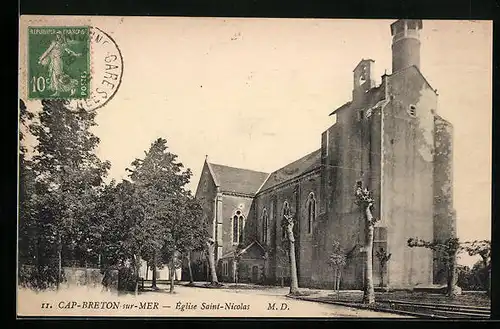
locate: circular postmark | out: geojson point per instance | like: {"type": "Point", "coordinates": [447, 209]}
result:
{"type": "Point", "coordinates": [106, 71]}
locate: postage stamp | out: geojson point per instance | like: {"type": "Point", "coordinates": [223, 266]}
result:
{"type": "Point", "coordinates": [59, 62]}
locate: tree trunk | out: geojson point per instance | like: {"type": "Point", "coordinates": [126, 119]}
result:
{"type": "Point", "coordinates": [451, 290]}
{"type": "Point", "coordinates": [136, 274]}
{"type": "Point", "coordinates": [211, 260]}
{"type": "Point", "coordinates": [369, 291]}
{"type": "Point", "coordinates": [59, 262]}
{"type": "Point", "coordinates": [153, 283]}
{"type": "Point", "coordinates": [190, 270]}
{"type": "Point", "coordinates": [294, 285]}
{"type": "Point", "coordinates": [335, 278]}
{"type": "Point", "coordinates": [487, 276]}
{"type": "Point", "coordinates": [172, 274]}
{"type": "Point", "coordinates": [235, 280]}
{"type": "Point", "coordinates": [381, 276]}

---------------

:: YOUR INSTRUCTIONS ::
Output every entry exactly, leaving out pictures.

:: OUTPUT FOR THIS TASK ::
locate: circular postmark | out: geojson point per instance | like: {"type": "Point", "coordinates": [447, 209]}
result:
{"type": "Point", "coordinates": [106, 71]}
locate: postage stamp | out: geojson point per instance | like: {"type": "Point", "coordinates": [223, 266]}
result:
{"type": "Point", "coordinates": [59, 62]}
locate: tree trunk | out: geojson point per instance | like: {"type": "Point", "coordinates": [126, 119]}
result:
{"type": "Point", "coordinates": [451, 290]}
{"type": "Point", "coordinates": [136, 274]}
{"type": "Point", "coordinates": [211, 260]}
{"type": "Point", "coordinates": [369, 291]}
{"type": "Point", "coordinates": [59, 262]}
{"type": "Point", "coordinates": [153, 283]}
{"type": "Point", "coordinates": [190, 270]}
{"type": "Point", "coordinates": [294, 285]}
{"type": "Point", "coordinates": [335, 278]}
{"type": "Point", "coordinates": [487, 276]}
{"type": "Point", "coordinates": [172, 274]}
{"type": "Point", "coordinates": [235, 280]}
{"type": "Point", "coordinates": [381, 276]}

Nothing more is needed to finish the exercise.